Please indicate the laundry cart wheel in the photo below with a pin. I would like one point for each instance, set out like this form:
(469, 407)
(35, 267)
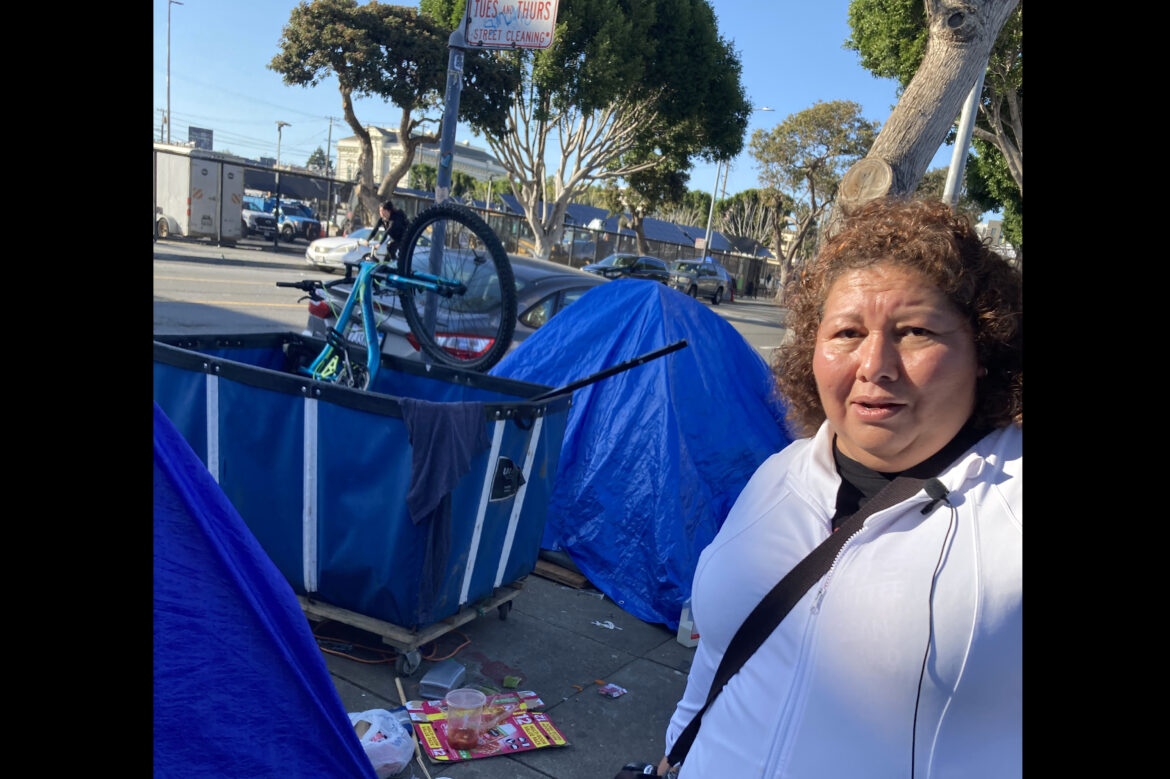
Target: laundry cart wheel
(407, 662)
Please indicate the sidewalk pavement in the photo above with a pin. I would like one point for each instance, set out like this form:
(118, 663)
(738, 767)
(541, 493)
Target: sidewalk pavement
(558, 640)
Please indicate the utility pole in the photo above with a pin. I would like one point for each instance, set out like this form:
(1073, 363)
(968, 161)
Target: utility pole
(710, 214)
(276, 212)
(169, 4)
(329, 185)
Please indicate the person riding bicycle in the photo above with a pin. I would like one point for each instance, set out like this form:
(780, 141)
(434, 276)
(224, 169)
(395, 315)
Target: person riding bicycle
(391, 225)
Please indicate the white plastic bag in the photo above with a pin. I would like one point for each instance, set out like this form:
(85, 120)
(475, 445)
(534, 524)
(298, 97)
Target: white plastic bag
(384, 739)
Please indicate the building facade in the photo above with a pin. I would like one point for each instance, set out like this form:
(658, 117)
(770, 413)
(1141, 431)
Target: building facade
(468, 159)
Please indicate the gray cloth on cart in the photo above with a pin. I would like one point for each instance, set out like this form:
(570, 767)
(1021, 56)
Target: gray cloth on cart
(445, 438)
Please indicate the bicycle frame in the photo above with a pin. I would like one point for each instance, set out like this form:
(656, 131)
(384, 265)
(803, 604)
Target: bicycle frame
(325, 366)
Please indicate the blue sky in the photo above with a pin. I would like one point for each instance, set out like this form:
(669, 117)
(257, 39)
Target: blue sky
(791, 52)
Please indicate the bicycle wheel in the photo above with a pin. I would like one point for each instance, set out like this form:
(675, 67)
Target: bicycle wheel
(474, 325)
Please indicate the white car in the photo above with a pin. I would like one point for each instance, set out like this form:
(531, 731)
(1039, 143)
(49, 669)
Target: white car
(328, 254)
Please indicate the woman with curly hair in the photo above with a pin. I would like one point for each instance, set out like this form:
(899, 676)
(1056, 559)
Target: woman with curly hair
(904, 659)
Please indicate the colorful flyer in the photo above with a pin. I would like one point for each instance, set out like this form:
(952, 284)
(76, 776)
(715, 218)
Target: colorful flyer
(510, 725)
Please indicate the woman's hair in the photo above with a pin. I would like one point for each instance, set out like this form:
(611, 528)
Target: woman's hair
(927, 236)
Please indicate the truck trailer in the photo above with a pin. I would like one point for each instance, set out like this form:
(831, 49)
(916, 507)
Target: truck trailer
(197, 193)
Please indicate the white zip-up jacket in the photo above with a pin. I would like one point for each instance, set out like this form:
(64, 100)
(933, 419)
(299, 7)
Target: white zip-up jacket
(832, 693)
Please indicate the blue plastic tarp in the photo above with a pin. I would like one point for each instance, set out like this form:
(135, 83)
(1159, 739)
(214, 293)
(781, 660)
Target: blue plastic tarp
(240, 686)
(653, 457)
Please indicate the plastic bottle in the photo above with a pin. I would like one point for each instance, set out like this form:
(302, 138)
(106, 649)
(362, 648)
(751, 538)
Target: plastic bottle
(688, 634)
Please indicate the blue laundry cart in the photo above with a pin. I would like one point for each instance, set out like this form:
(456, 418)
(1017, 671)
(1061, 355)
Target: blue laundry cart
(404, 510)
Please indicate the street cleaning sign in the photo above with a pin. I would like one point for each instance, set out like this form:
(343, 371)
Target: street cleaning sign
(510, 23)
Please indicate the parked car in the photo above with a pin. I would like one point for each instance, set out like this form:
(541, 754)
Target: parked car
(543, 289)
(256, 222)
(633, 266)
(296, 221)
(330, 253)
(700, 278)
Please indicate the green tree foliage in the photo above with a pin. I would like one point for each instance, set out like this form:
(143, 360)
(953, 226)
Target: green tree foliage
(890, 39)
(422, 177)
(397, 54)
(803, 159)
(990, 185)
(758, 214)
(625, 88)
(317, 159)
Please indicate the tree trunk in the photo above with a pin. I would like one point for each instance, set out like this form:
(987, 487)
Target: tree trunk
(408, 143)
(364, 184)
(962, 35)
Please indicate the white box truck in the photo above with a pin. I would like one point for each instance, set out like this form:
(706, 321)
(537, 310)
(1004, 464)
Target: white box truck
(197, 193)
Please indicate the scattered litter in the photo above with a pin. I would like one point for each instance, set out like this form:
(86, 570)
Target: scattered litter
(612, 690)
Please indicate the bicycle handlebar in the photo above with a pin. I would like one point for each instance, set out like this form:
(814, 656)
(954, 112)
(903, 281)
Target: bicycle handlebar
(304, 284)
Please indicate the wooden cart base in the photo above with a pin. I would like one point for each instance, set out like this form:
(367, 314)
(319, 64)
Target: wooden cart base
(407, 641)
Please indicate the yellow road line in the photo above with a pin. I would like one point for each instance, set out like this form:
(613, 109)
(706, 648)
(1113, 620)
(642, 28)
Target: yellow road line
(241, 304)
(214, 281)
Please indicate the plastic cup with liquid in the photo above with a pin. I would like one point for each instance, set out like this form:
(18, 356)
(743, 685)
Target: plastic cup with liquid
(465, 717)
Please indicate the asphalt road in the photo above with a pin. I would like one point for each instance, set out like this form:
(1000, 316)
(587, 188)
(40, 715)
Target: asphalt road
(200, 287)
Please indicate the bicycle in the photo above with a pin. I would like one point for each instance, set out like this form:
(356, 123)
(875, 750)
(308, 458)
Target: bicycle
(461, 311)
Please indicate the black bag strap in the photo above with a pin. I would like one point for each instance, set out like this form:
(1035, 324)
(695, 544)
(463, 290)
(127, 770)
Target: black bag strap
(771, 611)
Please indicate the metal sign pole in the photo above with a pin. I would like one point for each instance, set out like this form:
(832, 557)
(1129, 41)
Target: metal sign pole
(456, 47)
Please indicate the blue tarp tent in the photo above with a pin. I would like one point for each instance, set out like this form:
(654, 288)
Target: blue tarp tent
(653, 457)
(240, 686)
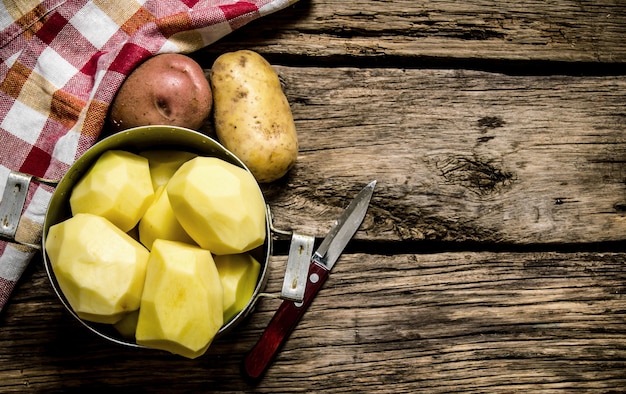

▶ **YOUR GOAL**: From the material above, retype precisely the lines between the line holding "Target: colorful flyer" and the line holding "Please indicate the blue plastic", inclusive, and nothing beyond them.

▶ **TASK SOLUTION**:
Target: colorful flyer
(510, 725)
Please indicate the woman's hair in the photo above with a pin. I would like one point for each instance, set out like this form:
(611, 528)
Target: woman's hair
(927, 236)
Please indicate the truck trailer in the photo above with a pin. I would like one point for each instance, set out like this form:
(831, 49)
(916, 507)
Target: truck trailer
(197, 193)
Please indicate the white zip-up jacket in the photo above with a pin. I would like one point for each instance, set out like this form:
(64, 100)
(933, 419)
(299, 7)
Target: white zip-up jacket
(832, 693)
Please indicate the blue plastic tarp in the photo above with a pin. I would like one point for each instance, set out like this form:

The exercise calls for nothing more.